▶ _Wat wordt verwacht_
Schrijf alle personen op die in het stuk over belastingadvies met voor- én achternaam worden genoemd.

Hoe Van Veggel en EY de kwestie hebben afgehandeld is niet bekend. Van Veggels toenmalige advocaat, Daan Doorenbos, wil alleen kwijt dat zijn cliënt de kwestie heeft geschikt met de fiscus. Het is daarmee niet duidelijk of EY zich heeft verweerd met een argument dat verkopers van agressieve structuren vaak in de strijd werpen. Jaap Stikkelbroeck: ‘Baker Tilly zegt dat het advies correct was maar dat Klawer het advies niet heeft opgevolgd.’
Belastingadviseur Frank Butselaar (Greenberg Traurig/Certa Legal) voert hetzelfde verweer als zijn vroegere cliënt Willem Rebergen, beter bekend als DJ Headhunterz, fiscaal wordt aangeslagen voor de structuur met de Amerikaanse vennootschap Dance 2 IT LLC en de Cypriotische Dance To It Ltd (DTI), die Butselaar hem adviseerde.

▶ _Aangeleverde gegevens_
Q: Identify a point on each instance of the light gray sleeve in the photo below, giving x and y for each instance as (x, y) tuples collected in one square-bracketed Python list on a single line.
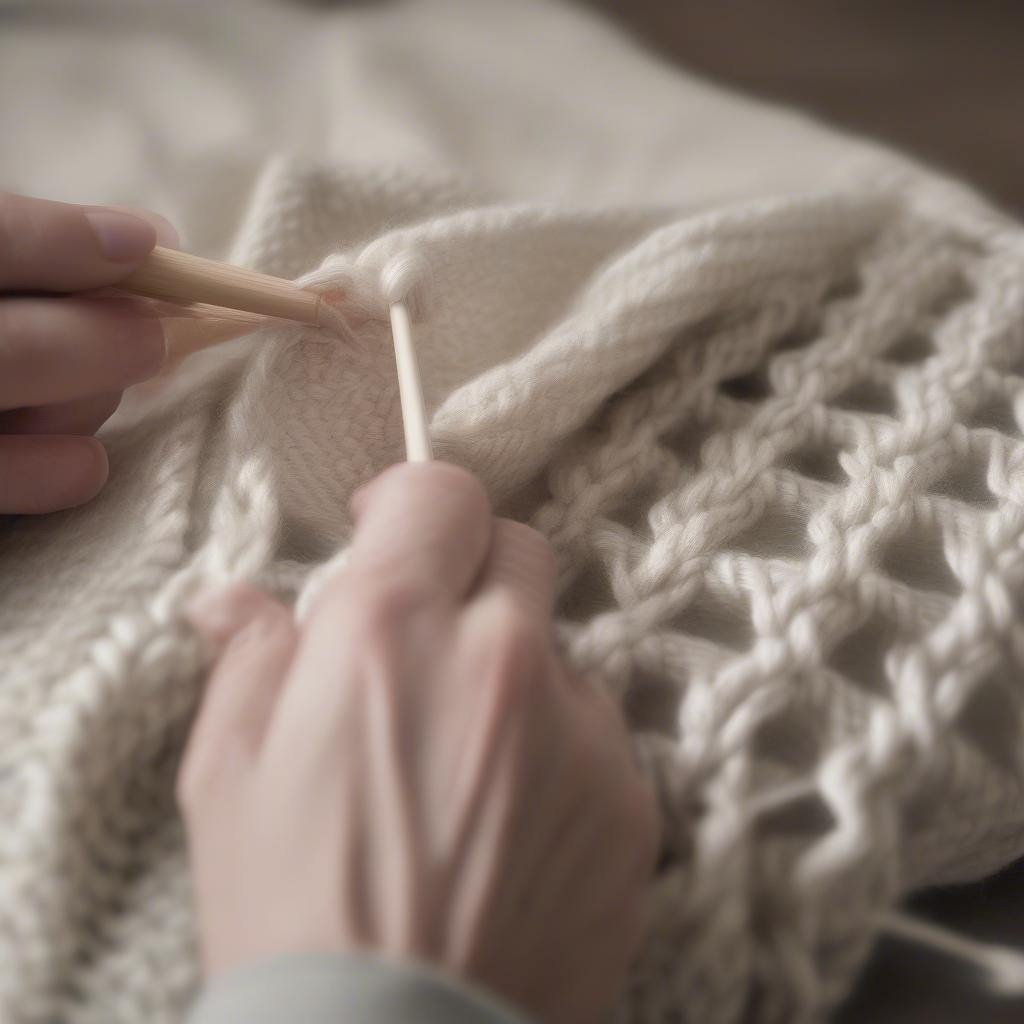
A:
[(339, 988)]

* * *

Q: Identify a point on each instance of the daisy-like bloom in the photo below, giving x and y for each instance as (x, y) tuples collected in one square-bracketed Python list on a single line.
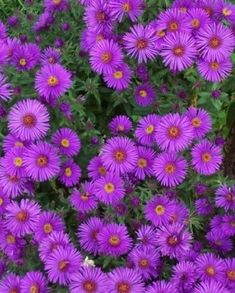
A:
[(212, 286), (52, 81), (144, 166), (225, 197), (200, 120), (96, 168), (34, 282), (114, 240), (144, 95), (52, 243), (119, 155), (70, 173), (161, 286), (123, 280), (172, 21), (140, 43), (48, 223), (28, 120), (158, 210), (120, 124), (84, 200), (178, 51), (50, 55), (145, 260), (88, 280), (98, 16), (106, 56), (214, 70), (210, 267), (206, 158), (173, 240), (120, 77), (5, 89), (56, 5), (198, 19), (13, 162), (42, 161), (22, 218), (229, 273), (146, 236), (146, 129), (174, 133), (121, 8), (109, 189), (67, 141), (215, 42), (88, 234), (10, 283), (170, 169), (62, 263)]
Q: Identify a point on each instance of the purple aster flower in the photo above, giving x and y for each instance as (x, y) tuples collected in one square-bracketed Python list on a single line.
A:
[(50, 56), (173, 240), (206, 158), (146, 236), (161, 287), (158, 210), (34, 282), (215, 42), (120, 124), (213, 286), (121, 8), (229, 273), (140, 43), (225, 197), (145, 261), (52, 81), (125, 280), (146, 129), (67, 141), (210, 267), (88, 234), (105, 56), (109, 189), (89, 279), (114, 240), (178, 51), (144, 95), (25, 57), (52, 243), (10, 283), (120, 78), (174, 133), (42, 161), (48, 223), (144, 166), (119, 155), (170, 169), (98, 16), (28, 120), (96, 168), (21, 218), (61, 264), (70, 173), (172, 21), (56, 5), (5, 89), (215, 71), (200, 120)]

==

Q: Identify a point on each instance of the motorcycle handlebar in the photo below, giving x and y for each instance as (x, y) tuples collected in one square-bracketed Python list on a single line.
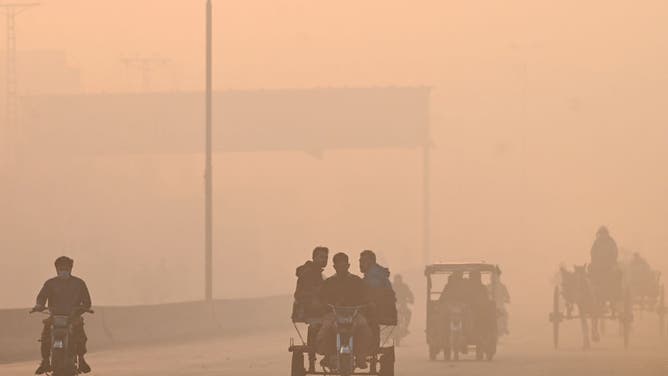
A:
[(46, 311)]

▶ _De oplossing_
Daan Doorenbos, Jaap Stikkelbroeck, Frank Butselaar, Willem Rebergen